Task item
Leaving out the pictures, print exactly the lines from the one holding "[(470, 283), (426, 227), (69, 140)]" to the last line of the entries below, both included, and nothing more.

Materials provided
━━━━

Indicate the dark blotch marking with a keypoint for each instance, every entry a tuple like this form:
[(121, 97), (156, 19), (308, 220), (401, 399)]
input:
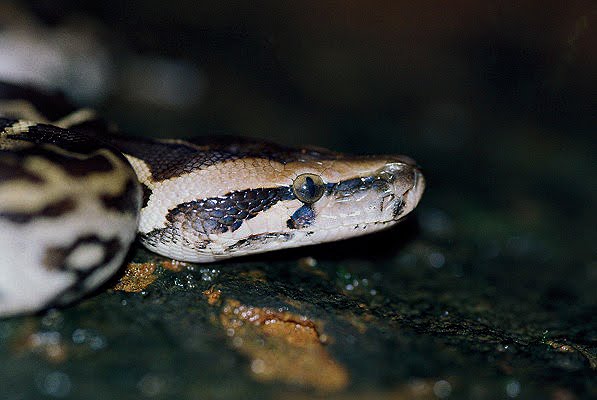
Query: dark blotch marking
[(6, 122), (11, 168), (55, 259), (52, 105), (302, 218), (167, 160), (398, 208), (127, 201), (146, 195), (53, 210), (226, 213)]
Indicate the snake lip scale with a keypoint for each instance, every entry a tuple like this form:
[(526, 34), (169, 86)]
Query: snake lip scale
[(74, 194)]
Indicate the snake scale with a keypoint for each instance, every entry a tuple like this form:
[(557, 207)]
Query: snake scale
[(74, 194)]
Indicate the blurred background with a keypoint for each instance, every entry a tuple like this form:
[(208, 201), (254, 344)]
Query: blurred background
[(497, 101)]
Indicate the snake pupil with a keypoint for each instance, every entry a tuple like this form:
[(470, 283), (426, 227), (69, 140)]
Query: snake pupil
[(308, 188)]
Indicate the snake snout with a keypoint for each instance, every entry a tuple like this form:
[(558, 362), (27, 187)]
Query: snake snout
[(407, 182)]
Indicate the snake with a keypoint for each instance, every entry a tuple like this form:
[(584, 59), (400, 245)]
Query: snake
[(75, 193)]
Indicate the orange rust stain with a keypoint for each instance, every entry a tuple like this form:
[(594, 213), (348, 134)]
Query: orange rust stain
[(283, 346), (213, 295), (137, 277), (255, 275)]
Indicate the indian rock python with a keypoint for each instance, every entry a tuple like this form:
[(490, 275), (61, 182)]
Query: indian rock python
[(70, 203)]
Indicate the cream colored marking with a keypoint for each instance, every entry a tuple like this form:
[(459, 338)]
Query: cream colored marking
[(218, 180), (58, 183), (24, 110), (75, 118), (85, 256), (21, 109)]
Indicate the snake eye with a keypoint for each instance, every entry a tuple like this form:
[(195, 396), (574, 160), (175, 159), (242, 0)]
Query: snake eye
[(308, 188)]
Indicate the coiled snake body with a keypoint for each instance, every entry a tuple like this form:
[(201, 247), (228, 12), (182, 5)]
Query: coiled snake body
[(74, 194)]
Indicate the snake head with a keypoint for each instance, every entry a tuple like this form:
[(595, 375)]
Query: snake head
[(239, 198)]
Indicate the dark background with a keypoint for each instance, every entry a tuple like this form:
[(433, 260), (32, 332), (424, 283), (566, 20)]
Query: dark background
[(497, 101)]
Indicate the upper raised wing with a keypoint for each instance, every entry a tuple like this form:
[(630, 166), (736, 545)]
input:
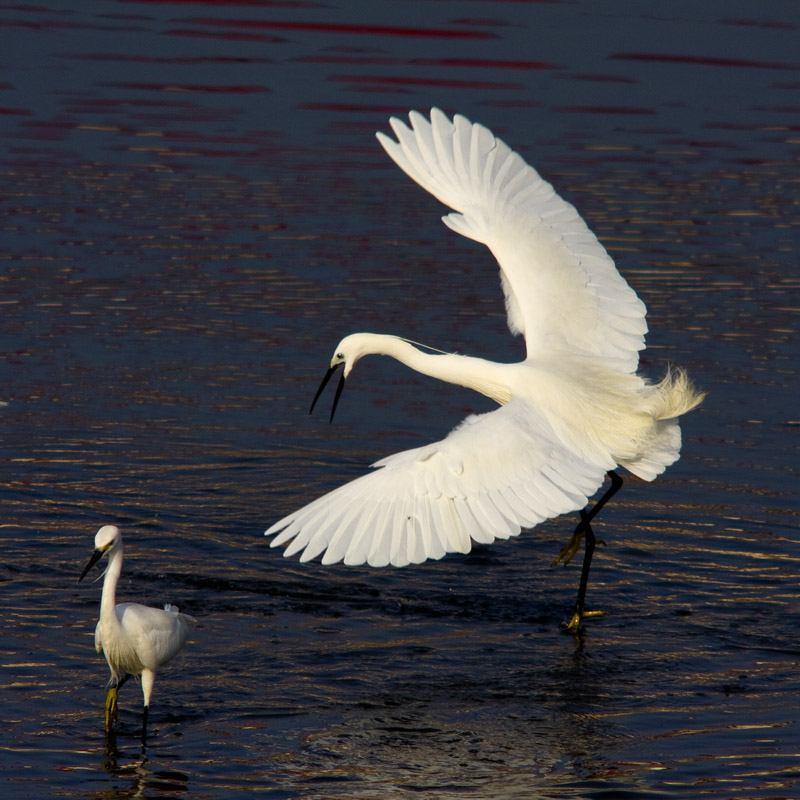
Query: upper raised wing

━━━━

Response for this exercise
[(470, 283), (426, 227), (69, 140)]
Query: snake pupil
[(308, 188)]
Indicate the snake snout with a keypoint for each instance, every entry a tuple like this form:
[(558, 362), (27, 187)]
Query: snake snout
[(407, 182)]
Indicate the snake with a keypoint for each instance, every entry a tuple like this form:
[(584, 59), (400, 245)]
Query: snake
[(75, 193)]
Indicate the orange rust stain with a keypoint for each instance, every entry a tuple like this form:
[(594, 213), (348, 134)]
Query: orange rust stain
[(283, 346), (213, 295), (137, 277), (255, 275)]
Indicate the indian rock python with a keypoint for each instance, every entry a tuple like this form:
[(490, 275), (61, 182)]
Query: indian rock python
[(70, 203)]
Indicate the cream colored marking with a keypoint for each instance, every entry a tuple like this form:
[(459, 338)]
Query: cream colored marking
[(218, 180), (58, 183), (24, 110), (75, 118), (85, 256), (21, 109)]
Indicate the snake eye with a keypoint for each instance, every entry a tuple like this form:
[(195, 396), (574, 160), (175, 159), (242, 0)]
Query: snake eye
[(308, 188)]
Indicate the coiled snake body with a keypoint for each instance, every entry a tuple like this form:
[(201, 247), (228, 12), (182, 5)]
Query: coiled snake body
[(74, 194)]
Indicate the snake head with a keypoint for each instance, every entry a tuple like this form:
[(595, 375)]
Query: snake head
[(239, 198)]
Indicate the dark background with a keypoint for each instance, every entry a tuple like this form:
[(433, 260), (32, 332), (424, 283), (566, 20)]
Query: dark background
[(497, 101)]
Indicate the upper raised wing with a keypoint for each instance, every entry a tuple like this form:
[(630, 166), (736, 545)]
input:
Query: upper raised wing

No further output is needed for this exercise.